Goal -
Rewrite the items below from the line containing "[locate] ocean -- the" through the end, both included. Keep the requests, and raise each x and y coordinate in the answers by 114.

—————

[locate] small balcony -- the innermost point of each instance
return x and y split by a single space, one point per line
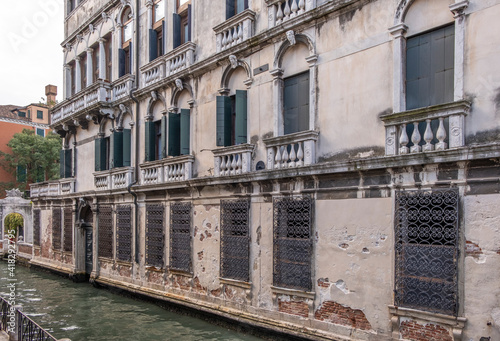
52 188
436 128
280 11
292 150
99 92
179 168
233 160
118 178
122 86
234 30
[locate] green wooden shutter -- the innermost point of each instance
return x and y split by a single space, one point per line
163 146
153 46
150 141
185 131
67 163
174 134
127 140
241 117
223 121
117 149
62 164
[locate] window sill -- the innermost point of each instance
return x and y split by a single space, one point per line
293 292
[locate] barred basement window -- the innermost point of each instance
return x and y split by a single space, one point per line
155 238
180 236
68 229
36 227
426 231
105 232
56 229
123 233
293 243
235 238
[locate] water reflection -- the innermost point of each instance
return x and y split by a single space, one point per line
80 312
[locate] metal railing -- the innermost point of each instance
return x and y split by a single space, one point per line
27 329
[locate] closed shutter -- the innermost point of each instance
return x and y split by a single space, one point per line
126 147
117 149
241 117
153 46
174 134
67 163
223 121
185 131
430 62
150 141
176 20
121 62
230 10
163 146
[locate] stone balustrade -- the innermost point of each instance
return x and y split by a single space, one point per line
280 11
292 150
434 128
180 58
234 30
52 188
117 178
233 160
173 169
122 86
75 105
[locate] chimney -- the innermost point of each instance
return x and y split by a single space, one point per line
51 93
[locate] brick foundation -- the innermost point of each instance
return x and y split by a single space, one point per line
411 330
336 313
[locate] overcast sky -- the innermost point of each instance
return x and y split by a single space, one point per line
31 33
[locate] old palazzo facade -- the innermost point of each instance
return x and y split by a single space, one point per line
329 169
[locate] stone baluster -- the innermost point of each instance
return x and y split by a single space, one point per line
428 136
403 140
441 135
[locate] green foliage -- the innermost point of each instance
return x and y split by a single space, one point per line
12 222
39 155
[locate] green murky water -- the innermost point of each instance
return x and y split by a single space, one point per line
81 312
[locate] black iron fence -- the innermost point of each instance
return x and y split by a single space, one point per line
13 321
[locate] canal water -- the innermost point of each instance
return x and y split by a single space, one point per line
81 312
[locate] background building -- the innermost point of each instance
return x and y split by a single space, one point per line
328 169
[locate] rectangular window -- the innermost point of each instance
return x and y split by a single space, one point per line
36 227
68 229
56 229
293 243
426 227
235 239
124 233
180 236
296 103
155 238
430 63
105 231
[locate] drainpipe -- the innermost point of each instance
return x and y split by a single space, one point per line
137 109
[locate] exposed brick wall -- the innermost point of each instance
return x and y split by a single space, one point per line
299 308
411 330
336 313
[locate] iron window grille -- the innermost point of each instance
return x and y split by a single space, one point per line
56 228
235 239
180 236
123 233
36 227
155 238
426 235
293 243
105 232
68 229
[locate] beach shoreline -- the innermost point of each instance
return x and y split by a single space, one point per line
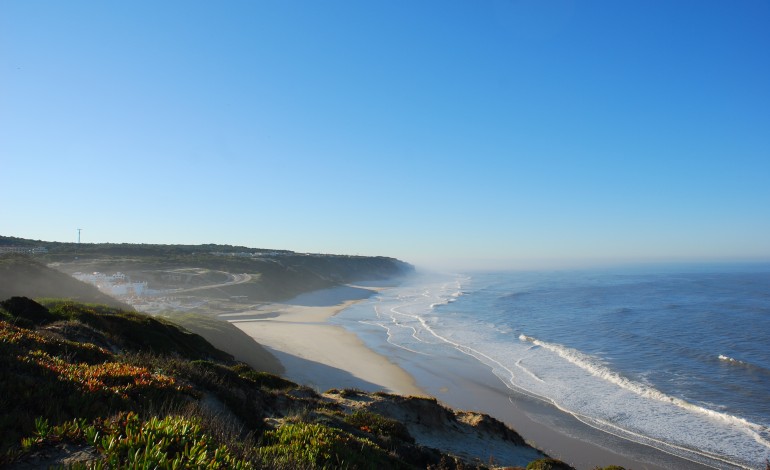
323 356
320 355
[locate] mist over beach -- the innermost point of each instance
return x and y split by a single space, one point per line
553 212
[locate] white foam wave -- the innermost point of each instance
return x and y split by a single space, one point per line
597 369
729 359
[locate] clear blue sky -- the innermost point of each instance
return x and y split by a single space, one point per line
496 133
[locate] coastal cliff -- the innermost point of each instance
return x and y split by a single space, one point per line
99 387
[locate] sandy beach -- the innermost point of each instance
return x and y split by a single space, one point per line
320 355
325 356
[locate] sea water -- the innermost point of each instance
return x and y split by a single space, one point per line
675 358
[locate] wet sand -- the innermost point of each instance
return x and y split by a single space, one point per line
325 356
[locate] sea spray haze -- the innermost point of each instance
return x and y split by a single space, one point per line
674 358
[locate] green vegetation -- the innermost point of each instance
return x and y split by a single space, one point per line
548 464
312 445
379 426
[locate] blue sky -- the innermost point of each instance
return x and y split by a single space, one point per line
495 133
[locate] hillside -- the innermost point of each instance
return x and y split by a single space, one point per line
99 387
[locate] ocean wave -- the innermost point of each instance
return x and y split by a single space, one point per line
743 364
595 367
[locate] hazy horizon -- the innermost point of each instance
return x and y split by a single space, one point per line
453 135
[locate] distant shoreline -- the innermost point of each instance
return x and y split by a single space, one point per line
324 356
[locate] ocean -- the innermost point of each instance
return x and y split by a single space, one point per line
677 358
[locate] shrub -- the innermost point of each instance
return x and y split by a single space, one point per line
548 464
128 442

—————

Exercise answer -
[locate] ocean -- the innermost point of each instance
return x and y split by a single space, one point per line
791 472
[locate] shrub -- the innermost point of each instance
return x and y split by a single space, one point per line
662 578
242 556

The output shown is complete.